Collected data

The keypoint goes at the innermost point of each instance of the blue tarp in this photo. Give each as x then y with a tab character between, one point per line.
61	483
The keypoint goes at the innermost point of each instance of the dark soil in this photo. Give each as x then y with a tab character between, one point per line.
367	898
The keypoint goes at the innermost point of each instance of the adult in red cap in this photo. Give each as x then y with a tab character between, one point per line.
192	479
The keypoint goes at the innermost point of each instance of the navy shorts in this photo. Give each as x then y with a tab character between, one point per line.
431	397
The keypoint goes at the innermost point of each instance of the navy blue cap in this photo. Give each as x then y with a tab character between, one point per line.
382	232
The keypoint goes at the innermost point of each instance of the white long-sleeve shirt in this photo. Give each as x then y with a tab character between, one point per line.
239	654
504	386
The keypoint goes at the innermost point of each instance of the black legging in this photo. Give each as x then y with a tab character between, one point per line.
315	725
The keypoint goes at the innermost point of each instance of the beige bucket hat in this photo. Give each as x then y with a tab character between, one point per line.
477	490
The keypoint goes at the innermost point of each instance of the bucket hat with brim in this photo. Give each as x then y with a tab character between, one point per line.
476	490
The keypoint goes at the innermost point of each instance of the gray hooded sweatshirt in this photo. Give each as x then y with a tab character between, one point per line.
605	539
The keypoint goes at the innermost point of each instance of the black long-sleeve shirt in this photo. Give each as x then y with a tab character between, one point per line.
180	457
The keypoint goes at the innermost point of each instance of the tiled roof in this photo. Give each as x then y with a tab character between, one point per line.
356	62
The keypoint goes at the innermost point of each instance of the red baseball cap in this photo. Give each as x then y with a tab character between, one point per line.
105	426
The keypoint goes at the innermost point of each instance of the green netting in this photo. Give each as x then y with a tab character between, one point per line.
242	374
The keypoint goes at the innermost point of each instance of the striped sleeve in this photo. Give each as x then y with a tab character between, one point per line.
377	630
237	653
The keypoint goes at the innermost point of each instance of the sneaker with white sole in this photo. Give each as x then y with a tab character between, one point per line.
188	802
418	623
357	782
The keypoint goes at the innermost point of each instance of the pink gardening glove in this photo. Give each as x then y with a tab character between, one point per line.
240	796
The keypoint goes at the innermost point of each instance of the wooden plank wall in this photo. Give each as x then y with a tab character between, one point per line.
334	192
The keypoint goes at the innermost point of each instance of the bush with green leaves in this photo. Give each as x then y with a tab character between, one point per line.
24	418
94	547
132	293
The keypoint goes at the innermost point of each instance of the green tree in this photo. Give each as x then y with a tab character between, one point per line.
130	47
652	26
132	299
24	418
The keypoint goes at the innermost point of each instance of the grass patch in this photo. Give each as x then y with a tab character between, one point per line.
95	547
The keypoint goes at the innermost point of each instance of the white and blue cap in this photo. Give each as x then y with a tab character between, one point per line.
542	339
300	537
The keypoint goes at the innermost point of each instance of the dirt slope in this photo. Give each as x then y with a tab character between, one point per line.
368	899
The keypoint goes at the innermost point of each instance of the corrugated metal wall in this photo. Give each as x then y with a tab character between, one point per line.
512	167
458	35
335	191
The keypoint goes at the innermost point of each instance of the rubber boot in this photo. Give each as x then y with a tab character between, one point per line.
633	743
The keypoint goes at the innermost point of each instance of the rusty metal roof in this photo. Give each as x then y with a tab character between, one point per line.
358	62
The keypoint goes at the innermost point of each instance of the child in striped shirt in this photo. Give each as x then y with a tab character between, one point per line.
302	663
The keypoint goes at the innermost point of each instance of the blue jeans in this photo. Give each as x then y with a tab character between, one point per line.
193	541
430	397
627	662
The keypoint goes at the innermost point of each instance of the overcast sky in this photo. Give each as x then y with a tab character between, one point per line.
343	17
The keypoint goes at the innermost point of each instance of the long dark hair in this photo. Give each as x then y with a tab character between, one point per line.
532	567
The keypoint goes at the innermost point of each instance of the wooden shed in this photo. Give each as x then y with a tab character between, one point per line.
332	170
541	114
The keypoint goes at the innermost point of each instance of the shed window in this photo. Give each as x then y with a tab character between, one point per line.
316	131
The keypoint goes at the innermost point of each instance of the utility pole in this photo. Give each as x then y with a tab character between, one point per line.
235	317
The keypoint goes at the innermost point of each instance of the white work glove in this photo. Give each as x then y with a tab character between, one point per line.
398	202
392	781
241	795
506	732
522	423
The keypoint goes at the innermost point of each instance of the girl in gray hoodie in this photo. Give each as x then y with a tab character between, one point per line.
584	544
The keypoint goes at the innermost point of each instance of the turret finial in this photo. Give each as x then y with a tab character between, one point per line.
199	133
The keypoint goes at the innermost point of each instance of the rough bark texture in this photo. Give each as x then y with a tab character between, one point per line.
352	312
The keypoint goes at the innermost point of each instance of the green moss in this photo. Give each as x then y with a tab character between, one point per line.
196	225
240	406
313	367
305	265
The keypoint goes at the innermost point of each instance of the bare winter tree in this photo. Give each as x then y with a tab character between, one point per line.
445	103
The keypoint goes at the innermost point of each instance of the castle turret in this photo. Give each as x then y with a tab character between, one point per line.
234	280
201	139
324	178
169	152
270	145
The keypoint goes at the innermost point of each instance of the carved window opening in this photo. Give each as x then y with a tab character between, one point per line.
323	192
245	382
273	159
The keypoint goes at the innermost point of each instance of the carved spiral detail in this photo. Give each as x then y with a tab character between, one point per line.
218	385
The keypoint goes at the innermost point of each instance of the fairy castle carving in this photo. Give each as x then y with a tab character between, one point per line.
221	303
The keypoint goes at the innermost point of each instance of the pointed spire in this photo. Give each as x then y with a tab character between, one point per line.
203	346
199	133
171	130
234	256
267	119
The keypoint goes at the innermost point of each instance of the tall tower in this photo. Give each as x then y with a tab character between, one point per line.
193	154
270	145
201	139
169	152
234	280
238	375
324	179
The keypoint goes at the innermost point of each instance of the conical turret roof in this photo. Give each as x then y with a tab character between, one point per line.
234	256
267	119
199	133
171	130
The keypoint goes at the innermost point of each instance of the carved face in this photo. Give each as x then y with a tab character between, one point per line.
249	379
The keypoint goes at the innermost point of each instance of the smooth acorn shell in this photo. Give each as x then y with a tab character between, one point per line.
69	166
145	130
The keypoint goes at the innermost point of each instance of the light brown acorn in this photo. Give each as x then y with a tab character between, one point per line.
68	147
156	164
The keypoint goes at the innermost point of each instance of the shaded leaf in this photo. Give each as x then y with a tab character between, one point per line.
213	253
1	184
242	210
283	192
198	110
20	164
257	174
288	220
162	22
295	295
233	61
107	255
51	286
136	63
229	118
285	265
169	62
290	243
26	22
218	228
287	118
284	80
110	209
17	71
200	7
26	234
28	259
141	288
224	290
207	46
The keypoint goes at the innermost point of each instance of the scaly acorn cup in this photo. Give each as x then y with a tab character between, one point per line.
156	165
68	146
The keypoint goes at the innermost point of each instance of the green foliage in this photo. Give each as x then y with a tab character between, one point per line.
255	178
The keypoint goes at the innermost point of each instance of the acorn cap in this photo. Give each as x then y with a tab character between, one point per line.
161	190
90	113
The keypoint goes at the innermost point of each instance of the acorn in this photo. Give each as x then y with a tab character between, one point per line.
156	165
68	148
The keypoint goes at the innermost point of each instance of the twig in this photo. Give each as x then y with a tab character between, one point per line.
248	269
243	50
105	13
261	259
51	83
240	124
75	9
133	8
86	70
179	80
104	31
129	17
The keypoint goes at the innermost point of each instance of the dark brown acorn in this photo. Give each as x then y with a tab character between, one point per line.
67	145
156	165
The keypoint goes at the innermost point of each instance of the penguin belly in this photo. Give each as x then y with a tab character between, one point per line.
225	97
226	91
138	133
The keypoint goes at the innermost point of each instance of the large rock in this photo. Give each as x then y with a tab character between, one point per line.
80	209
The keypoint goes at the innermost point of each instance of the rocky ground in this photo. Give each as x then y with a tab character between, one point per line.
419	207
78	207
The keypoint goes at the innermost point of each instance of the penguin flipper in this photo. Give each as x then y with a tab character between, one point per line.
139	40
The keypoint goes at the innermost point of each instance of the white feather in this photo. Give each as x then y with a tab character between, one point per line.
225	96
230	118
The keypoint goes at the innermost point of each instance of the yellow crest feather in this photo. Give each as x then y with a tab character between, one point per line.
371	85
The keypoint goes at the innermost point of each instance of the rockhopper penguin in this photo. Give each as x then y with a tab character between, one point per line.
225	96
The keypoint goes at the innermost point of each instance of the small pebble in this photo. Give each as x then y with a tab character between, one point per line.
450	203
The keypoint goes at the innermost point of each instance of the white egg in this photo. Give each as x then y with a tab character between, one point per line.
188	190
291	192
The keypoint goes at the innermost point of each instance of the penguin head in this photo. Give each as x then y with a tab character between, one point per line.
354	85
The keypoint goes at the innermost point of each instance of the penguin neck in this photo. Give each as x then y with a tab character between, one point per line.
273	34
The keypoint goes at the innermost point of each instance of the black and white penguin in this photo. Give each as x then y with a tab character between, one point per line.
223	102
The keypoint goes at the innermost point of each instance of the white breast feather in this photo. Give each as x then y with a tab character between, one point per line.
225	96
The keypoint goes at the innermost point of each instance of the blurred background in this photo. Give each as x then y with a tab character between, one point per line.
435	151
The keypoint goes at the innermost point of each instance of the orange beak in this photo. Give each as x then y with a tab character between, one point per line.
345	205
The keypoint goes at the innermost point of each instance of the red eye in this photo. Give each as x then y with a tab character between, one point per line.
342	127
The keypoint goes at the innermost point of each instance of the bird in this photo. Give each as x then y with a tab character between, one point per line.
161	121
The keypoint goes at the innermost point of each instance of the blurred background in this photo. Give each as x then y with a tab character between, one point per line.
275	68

> [YOUR OBJECTIVE]: Take the line holding "of the orange" and all lines after it through the end of the data, and set them down exactly.

> [FINISHED EXERCISE]:
The keypoint goes at the innermost point of each instance of the orange beak in this photo. Give each as x then y with a tab character between, one point per line.
345	205
The keypoint goes at the innermost point of each instance of the red eye in this photo. Give each as x then y with a tab character between, one point per line.
342	127
The keypoint goes at the innermost point of each instance of the bird in this photo. Give each as x then y with a tab character between, one point per line.
161	121
The keypoint goes at the innermost point of each instance of the blurred background in this photo. Give each as x then y with a tab character between, one point per line.
275	68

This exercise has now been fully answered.